> WORK TO DO:
Count how many lines below contain the word "lawn", and reply with only that number.

> A block of data:
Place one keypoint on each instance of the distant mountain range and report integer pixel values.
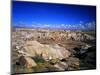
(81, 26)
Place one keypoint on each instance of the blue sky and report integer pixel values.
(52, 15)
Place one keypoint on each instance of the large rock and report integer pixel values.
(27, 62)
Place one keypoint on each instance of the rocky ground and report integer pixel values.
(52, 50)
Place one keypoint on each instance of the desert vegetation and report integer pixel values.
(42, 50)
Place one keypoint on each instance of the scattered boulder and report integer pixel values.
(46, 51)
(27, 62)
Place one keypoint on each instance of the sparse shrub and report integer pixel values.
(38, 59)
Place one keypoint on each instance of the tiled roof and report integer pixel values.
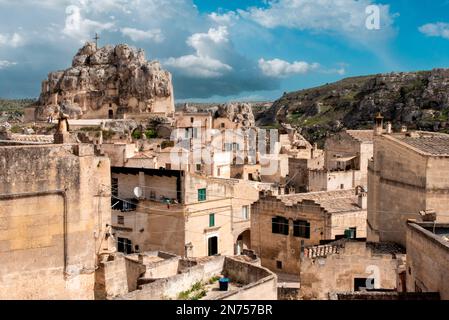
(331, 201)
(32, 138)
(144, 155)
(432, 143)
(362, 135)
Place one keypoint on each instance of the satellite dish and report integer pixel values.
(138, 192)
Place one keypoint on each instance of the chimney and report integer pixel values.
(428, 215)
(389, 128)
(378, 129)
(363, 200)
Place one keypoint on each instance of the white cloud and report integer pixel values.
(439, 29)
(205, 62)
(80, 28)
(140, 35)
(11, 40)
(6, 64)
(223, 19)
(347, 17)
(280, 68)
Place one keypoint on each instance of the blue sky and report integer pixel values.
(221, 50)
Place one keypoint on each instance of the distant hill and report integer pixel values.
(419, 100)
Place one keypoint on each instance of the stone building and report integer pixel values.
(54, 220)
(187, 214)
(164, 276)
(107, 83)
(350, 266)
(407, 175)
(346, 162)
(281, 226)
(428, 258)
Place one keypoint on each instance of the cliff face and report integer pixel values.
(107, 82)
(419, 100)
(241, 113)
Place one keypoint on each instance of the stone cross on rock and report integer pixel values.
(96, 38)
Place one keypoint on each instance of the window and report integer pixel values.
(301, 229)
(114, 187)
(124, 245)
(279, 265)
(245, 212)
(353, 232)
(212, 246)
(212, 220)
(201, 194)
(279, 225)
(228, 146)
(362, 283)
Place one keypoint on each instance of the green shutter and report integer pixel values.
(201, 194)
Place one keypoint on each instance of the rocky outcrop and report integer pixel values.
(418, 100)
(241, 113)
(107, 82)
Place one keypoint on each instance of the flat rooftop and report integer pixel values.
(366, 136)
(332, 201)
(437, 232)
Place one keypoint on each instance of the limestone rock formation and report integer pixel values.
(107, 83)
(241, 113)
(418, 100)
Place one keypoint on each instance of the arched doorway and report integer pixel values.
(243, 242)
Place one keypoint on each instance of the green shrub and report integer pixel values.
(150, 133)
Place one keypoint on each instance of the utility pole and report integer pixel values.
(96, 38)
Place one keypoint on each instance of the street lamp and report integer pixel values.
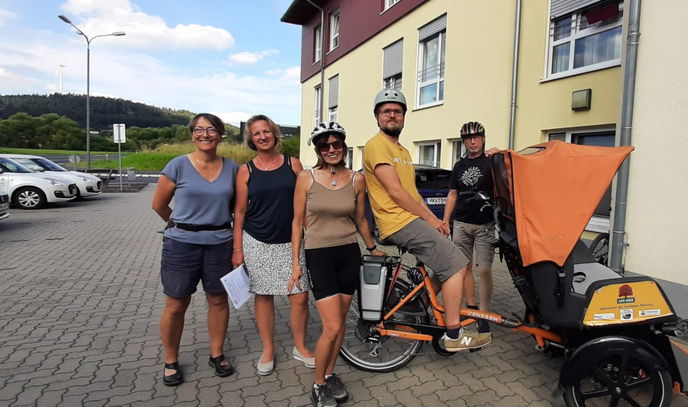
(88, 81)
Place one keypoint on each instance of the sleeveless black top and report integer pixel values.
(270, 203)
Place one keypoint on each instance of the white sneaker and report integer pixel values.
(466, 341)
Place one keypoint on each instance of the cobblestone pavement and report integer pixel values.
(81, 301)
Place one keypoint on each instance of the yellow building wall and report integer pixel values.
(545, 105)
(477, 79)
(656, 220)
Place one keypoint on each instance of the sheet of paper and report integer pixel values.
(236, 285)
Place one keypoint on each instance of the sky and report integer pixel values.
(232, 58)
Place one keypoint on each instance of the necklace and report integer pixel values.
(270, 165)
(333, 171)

==

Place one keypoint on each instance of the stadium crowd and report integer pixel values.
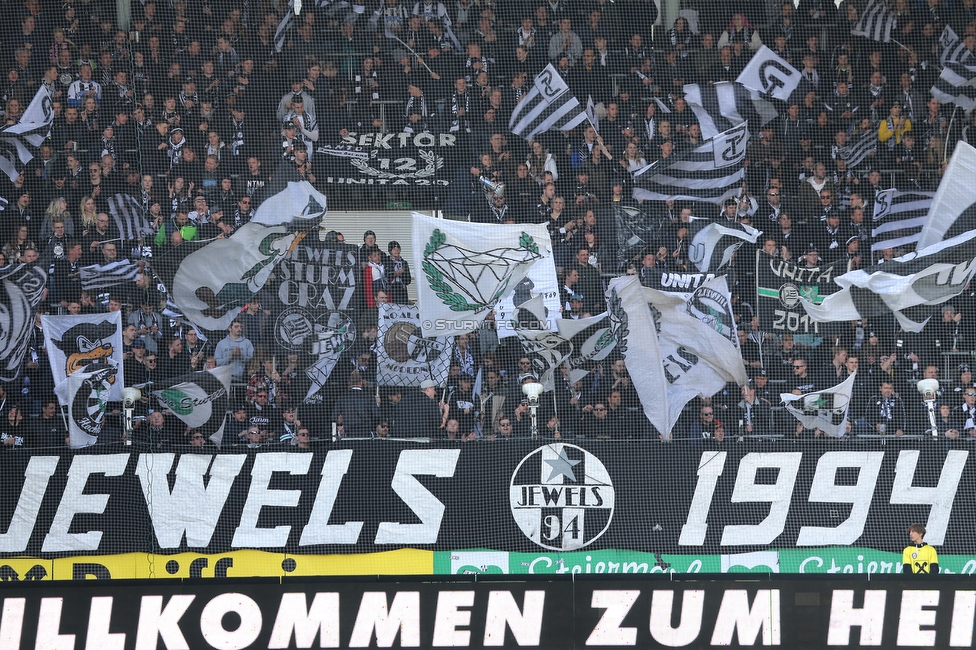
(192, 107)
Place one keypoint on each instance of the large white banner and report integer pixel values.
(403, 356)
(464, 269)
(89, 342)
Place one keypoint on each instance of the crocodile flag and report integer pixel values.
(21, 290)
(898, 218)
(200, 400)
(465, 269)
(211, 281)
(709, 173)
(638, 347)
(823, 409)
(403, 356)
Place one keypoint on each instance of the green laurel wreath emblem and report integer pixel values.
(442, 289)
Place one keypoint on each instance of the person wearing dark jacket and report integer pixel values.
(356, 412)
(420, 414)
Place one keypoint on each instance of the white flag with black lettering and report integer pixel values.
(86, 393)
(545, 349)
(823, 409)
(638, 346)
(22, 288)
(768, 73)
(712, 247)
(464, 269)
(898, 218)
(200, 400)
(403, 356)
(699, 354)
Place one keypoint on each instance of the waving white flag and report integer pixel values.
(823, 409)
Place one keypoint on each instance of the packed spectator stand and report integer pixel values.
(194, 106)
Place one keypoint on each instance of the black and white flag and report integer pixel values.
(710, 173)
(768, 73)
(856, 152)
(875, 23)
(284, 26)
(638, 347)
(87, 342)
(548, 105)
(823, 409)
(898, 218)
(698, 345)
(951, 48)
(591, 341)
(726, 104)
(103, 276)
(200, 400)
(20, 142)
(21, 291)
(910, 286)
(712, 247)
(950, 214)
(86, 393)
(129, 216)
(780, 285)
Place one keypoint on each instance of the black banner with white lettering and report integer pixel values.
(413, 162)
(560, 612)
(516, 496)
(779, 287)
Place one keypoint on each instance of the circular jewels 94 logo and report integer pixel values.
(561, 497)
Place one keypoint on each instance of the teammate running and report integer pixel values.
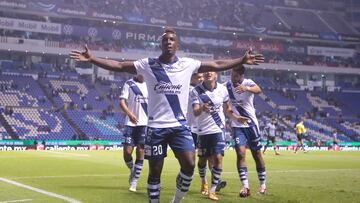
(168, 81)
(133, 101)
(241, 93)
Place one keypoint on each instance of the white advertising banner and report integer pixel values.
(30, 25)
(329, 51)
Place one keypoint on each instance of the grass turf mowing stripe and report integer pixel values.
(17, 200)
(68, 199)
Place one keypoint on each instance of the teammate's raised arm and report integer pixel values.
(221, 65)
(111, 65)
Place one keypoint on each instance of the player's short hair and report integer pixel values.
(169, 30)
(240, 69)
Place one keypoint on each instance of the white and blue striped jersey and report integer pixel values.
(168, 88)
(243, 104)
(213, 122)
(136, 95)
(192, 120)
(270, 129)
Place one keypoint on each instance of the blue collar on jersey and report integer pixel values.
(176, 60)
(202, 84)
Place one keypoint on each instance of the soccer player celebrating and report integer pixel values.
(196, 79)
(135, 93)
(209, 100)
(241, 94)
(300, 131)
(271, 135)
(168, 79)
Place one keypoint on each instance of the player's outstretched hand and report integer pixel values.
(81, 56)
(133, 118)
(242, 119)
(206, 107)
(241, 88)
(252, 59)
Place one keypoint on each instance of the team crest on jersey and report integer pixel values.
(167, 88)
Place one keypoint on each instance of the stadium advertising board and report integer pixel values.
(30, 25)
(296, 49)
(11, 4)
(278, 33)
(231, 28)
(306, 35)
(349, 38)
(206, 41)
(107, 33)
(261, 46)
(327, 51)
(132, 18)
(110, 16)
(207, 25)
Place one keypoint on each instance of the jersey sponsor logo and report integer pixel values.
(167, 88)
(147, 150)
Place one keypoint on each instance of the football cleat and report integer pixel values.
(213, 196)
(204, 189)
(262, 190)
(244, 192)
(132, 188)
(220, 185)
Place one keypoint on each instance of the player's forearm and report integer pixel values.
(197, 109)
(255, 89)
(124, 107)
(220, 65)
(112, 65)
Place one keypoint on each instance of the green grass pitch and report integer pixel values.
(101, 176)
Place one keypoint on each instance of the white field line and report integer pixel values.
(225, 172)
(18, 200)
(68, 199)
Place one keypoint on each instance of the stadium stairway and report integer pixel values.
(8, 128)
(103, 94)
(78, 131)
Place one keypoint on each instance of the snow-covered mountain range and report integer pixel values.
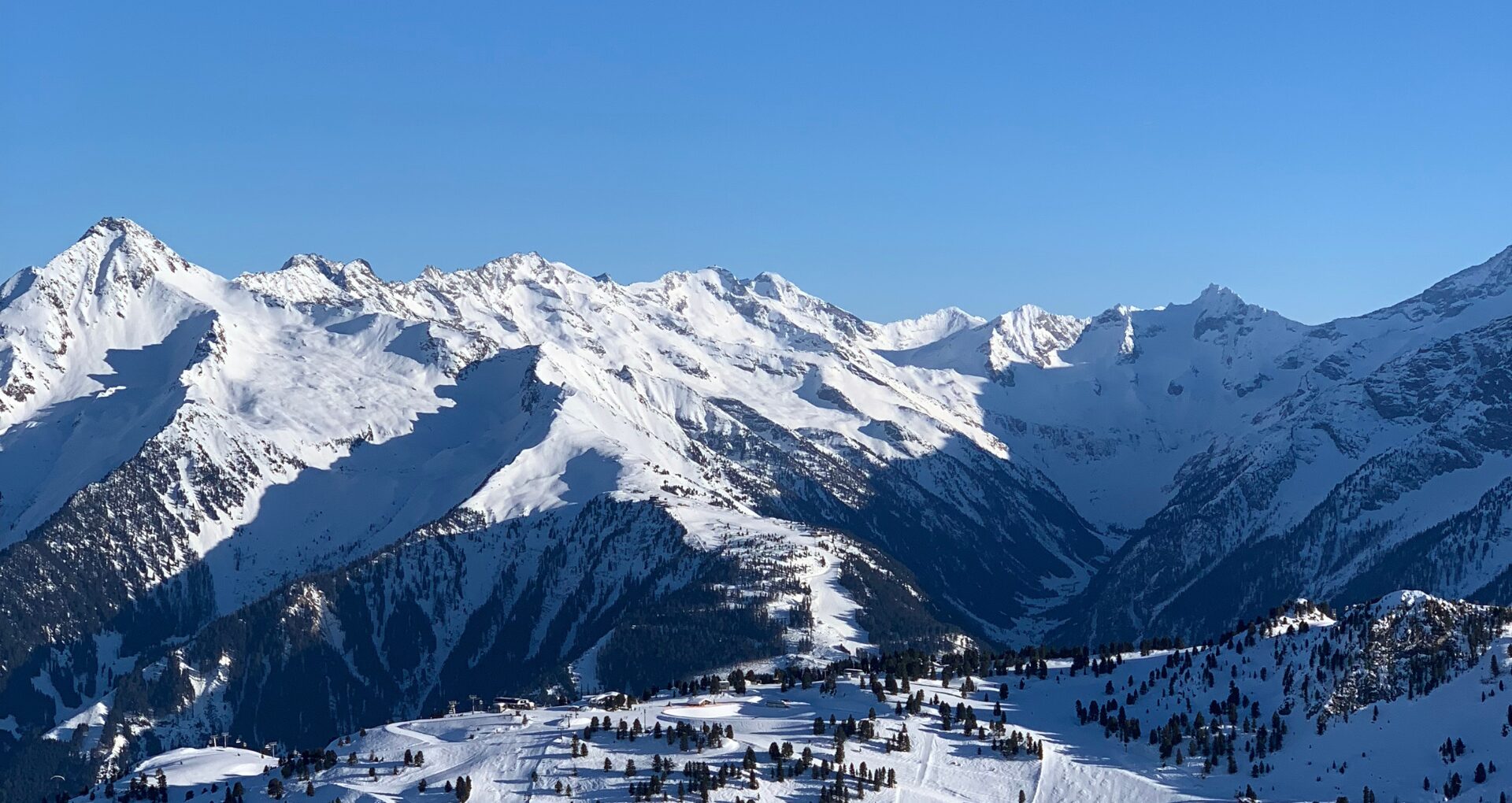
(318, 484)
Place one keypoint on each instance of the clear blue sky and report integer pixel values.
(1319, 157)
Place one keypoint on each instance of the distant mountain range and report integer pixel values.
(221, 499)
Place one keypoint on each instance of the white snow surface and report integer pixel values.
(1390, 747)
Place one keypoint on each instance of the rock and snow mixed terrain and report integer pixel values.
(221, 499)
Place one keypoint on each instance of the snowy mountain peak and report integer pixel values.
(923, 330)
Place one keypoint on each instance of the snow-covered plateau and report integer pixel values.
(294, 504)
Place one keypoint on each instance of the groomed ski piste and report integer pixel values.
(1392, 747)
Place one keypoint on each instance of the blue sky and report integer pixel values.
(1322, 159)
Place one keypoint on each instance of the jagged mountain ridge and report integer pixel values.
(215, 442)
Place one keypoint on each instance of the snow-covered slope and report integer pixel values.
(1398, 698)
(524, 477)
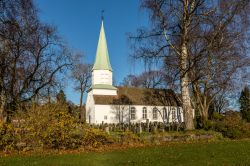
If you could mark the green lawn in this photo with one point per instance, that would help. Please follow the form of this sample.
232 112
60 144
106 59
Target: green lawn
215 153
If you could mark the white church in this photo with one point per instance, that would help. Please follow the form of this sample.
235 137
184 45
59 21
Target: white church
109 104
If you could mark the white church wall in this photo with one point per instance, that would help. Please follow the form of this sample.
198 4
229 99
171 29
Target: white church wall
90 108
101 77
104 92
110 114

> SOLUTION:
2